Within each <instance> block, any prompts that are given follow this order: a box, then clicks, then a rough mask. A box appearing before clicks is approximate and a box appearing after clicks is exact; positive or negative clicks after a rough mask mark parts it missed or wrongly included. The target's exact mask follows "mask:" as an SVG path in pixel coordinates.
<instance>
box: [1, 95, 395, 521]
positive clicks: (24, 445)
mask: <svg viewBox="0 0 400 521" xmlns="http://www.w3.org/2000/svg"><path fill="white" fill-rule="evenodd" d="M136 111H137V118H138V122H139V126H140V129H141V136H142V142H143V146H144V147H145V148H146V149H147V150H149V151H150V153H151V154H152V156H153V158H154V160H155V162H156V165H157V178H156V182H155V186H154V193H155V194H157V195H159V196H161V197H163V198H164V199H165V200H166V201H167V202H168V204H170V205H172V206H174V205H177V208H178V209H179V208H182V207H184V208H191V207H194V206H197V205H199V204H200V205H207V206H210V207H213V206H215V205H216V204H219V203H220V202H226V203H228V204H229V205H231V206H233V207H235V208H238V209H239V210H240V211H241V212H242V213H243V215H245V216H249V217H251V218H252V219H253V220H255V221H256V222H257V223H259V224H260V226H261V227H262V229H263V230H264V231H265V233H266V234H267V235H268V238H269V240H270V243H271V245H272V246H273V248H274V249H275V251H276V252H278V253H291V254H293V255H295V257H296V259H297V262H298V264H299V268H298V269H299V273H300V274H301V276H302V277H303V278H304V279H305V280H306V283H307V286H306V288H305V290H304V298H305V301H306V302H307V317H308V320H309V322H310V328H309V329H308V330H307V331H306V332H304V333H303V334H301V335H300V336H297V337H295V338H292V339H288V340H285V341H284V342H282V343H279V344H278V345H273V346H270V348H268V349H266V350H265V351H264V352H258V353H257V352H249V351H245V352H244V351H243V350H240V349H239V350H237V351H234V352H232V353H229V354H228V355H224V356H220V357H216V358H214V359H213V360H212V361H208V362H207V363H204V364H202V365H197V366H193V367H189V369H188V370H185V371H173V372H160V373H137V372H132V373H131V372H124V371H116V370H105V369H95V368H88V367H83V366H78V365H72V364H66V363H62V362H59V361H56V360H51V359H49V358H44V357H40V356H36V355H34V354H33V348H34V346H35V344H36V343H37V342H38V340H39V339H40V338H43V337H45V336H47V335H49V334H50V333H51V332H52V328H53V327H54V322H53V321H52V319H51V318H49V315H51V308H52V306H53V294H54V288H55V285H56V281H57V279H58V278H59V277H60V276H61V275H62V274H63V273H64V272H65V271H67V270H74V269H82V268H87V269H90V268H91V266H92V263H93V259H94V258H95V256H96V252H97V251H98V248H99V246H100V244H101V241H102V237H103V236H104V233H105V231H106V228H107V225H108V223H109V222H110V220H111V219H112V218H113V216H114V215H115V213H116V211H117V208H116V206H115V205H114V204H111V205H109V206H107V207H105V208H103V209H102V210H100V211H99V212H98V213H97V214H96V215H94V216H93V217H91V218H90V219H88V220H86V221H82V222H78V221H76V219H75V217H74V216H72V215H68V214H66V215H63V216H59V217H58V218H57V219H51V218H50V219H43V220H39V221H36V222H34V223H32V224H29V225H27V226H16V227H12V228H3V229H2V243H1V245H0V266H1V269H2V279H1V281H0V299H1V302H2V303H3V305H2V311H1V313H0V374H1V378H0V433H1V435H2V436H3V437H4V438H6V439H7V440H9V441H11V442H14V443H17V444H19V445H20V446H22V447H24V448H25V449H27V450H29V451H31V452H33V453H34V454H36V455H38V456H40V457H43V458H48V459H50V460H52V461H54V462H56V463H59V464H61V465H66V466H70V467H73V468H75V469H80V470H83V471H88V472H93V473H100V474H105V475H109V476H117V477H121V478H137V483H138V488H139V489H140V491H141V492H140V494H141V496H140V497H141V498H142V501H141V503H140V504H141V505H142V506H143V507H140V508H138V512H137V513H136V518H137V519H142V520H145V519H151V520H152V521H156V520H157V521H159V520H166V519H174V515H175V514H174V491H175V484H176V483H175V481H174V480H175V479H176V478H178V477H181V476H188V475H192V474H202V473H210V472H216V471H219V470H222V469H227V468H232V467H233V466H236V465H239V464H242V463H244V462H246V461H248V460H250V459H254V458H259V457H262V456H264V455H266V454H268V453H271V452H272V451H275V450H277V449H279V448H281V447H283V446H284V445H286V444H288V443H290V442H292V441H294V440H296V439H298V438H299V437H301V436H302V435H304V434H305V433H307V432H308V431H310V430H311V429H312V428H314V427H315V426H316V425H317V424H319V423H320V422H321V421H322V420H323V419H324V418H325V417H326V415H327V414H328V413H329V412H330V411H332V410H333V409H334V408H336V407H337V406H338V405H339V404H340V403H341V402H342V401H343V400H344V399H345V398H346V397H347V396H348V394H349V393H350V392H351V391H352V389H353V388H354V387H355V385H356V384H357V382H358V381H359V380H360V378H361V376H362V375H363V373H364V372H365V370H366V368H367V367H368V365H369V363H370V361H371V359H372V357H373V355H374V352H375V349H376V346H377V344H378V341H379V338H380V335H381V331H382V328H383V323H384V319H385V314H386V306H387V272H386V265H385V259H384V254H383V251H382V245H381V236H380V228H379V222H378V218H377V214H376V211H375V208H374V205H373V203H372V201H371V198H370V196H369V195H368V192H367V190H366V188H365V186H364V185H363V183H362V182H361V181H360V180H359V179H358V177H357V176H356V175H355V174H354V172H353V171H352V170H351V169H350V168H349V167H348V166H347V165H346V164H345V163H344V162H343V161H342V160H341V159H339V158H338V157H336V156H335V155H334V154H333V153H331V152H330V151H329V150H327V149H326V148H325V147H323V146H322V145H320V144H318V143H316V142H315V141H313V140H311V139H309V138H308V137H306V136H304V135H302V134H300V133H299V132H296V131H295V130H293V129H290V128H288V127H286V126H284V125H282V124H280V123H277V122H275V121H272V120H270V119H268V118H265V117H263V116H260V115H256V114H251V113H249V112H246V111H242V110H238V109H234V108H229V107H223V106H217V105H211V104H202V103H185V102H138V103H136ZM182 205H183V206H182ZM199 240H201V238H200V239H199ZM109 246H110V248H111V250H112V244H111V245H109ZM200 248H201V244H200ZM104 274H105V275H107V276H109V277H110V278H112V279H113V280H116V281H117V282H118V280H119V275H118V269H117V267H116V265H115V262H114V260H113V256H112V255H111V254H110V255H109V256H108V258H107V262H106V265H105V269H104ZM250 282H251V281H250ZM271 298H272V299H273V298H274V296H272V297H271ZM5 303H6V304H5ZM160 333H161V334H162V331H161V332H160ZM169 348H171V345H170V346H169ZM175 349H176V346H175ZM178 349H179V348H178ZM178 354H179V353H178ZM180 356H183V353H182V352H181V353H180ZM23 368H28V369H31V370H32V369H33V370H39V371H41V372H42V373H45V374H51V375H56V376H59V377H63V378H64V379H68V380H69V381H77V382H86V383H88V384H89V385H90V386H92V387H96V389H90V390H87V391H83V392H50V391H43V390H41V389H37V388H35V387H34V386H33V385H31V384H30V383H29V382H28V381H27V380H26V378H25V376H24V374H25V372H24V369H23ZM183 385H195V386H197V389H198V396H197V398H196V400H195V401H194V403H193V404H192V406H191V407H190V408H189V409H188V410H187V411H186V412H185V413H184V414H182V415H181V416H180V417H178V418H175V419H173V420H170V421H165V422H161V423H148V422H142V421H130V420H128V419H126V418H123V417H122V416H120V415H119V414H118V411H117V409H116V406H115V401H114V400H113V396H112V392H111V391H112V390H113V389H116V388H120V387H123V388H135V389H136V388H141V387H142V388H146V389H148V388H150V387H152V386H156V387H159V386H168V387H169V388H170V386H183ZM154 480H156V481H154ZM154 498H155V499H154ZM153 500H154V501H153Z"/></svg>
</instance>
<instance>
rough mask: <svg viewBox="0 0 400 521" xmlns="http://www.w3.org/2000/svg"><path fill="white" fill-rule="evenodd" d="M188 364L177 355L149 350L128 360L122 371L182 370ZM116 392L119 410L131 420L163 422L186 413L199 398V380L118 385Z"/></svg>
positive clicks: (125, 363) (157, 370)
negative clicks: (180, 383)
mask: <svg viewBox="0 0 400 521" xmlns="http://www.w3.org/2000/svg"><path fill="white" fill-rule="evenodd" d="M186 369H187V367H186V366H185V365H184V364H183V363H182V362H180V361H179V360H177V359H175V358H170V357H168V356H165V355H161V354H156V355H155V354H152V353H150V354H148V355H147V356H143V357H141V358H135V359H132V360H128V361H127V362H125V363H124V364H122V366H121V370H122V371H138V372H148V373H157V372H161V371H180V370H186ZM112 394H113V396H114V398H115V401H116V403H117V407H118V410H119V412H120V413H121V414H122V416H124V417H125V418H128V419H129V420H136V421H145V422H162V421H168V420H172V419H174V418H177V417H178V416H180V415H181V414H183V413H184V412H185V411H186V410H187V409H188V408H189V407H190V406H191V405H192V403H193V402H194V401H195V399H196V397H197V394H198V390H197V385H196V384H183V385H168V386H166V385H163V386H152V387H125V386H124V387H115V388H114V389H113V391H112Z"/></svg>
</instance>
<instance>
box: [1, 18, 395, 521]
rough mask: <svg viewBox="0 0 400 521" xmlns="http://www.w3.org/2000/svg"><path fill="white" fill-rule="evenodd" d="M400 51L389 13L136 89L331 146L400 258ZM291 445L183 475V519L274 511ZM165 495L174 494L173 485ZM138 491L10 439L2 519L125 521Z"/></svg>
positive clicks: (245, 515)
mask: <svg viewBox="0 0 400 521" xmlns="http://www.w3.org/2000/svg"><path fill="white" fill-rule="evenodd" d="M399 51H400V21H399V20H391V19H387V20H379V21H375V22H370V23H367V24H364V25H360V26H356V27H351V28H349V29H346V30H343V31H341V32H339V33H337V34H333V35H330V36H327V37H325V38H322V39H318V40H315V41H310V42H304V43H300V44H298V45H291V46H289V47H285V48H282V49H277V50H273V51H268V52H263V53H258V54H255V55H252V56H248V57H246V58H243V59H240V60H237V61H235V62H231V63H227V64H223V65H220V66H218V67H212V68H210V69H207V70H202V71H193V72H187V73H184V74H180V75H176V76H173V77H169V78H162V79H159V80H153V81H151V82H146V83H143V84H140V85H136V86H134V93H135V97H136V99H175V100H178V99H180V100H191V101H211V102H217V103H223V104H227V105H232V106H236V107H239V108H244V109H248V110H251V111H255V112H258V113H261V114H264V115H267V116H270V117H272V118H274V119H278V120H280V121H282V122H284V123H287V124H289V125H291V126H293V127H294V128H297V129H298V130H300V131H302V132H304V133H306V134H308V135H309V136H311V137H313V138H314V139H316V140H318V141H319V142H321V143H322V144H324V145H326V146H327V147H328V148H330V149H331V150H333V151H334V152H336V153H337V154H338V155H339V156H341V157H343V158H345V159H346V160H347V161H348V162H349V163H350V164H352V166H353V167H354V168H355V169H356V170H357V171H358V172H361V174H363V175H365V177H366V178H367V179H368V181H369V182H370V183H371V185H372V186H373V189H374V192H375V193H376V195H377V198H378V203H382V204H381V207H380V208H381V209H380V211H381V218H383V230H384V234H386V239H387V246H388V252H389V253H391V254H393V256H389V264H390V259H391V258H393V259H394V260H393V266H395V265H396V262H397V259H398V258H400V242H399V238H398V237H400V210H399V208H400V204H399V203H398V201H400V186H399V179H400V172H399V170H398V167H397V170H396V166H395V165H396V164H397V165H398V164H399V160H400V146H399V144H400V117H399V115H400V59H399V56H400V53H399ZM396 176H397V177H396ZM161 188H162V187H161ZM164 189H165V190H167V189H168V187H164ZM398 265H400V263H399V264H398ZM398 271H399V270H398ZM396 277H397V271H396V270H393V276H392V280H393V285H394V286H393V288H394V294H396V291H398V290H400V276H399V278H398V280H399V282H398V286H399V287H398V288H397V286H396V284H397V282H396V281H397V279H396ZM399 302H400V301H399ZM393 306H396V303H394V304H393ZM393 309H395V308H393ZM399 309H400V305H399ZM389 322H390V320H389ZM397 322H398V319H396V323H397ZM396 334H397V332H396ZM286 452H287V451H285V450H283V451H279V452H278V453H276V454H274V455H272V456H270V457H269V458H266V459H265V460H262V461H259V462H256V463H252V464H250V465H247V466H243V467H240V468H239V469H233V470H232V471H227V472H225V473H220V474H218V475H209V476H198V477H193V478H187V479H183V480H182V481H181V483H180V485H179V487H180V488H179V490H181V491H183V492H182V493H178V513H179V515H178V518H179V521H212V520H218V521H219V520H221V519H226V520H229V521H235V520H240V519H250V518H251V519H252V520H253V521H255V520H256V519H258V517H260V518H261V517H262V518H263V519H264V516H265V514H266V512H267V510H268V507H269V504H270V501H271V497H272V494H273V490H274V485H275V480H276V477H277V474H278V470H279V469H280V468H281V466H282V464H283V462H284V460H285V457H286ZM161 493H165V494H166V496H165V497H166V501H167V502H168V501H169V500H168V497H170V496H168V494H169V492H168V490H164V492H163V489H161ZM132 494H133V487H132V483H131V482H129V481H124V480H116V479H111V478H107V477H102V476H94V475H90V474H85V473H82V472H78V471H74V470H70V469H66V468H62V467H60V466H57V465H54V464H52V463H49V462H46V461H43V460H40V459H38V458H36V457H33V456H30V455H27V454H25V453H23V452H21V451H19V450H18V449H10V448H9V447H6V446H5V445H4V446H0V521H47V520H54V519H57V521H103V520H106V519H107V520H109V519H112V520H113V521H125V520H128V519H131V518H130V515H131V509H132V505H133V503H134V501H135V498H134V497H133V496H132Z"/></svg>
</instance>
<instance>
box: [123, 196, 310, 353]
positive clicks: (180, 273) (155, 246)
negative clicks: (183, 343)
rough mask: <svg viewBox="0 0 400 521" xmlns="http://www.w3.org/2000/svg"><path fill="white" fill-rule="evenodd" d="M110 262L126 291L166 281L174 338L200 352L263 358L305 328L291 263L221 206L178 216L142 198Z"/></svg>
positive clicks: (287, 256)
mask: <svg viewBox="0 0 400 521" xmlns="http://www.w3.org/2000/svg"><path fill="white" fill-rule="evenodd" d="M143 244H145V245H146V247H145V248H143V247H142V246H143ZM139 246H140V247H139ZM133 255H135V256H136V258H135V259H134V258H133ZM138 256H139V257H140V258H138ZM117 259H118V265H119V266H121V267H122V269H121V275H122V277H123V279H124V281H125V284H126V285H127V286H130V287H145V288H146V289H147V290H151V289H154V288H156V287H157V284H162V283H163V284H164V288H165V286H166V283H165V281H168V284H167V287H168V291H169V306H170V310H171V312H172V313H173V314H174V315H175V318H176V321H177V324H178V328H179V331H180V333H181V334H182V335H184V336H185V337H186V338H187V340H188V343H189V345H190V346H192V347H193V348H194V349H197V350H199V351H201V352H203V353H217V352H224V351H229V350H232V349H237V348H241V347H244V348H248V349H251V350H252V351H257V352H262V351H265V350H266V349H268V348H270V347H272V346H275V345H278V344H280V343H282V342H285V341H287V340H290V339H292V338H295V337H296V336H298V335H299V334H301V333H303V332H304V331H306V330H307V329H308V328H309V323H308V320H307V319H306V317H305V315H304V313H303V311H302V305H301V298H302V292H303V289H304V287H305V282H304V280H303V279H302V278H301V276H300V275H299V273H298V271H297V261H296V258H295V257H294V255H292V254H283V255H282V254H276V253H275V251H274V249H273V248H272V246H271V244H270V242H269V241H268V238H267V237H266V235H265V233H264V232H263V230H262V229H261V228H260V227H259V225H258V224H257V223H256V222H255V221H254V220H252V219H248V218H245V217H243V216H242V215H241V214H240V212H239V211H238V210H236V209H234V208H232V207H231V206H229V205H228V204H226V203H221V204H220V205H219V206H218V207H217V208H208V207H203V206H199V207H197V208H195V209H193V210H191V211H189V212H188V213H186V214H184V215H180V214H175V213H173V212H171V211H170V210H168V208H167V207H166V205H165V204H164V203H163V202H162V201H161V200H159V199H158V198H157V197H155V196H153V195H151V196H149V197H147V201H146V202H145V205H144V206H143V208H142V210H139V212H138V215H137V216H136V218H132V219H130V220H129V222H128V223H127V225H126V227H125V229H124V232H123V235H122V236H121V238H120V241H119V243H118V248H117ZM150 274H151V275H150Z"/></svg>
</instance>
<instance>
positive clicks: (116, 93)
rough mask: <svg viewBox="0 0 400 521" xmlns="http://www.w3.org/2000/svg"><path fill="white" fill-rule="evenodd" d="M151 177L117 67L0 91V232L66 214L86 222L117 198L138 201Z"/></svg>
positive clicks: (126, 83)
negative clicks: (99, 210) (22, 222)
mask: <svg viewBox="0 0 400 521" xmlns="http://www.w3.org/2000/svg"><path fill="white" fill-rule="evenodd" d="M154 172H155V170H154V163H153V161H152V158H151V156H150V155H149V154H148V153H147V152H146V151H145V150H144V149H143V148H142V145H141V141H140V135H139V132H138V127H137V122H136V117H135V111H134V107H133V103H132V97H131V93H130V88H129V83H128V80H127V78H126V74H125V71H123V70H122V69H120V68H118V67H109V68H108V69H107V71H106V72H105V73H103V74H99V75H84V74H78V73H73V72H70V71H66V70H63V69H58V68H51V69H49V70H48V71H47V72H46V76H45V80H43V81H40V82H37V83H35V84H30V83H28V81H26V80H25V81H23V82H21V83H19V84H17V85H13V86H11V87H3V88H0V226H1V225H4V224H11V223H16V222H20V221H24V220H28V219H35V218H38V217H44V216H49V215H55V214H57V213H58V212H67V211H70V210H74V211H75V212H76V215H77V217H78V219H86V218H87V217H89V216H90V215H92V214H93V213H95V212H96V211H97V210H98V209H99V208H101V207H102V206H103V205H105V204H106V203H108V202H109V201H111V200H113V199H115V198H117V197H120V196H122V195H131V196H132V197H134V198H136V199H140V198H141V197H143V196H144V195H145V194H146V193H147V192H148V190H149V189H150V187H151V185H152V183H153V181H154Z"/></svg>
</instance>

**THE TASK:** Out of the data above, transcribe exactly and only the lines starting with the line that has "negative clicks: (180, 383)" and going on through the line that has "51L389 13L136 89L331", both included.

**FINISHED EXERCISE:**
negative clicks: (180, 383)
mask: <svg viewBox="0 0 400 521" xmlns="http://www.w3.org/2000/svg"><path fill="white" fill-rule="evenodd" d="M186 369H187V367H186V366H185V365H184V364H183V363H182V362H180V361H179V360H177V359H175V358H170V357H168V356H165V355H161V354H156V355H155V354H152V353H150V354H148V355H147V356H143V357H141V358H135V359H132V360H128V361H127V362H125V363H124V364H122V366H121V370H122V371H138V372H148V373H157V372H161V371H180V370H186ZM112 394H113V396H114V398H115V401H116V403H117V407H118V410H119V412H120V413H121V414H122V416H124V417H125V418H128V419H129V420H136V421H145V422H162V421H168V420H172V419H174V418H177V417H178V416H180V415H181V414H183V413H184V412H185V411H186V410H187V409H188V408H189V407H190V406H191V405H192V403H193V402H194V401H195V399H196V397H197V394H198V390H197V385H196V384H183V385H168V386H166V385H163V386H152V387H125V386H124V387H115V388H114V389H113V391H112Z"/></svg>
</instance>
<instance>
box: [1, 18, 395, 521]
rough mask: <svg viewBox="0 0 400 521" xmlns="http://www.w3.org/2000/svg"><path fill="white" fill-rule="evenodd" d="M400 51L389 13L136 89L331 146L400 258ZM291 445L183 475V519L274 511ZM165 495L174 494L173 485ZM138 491L10 439L2 519L125 521Z"/></svg>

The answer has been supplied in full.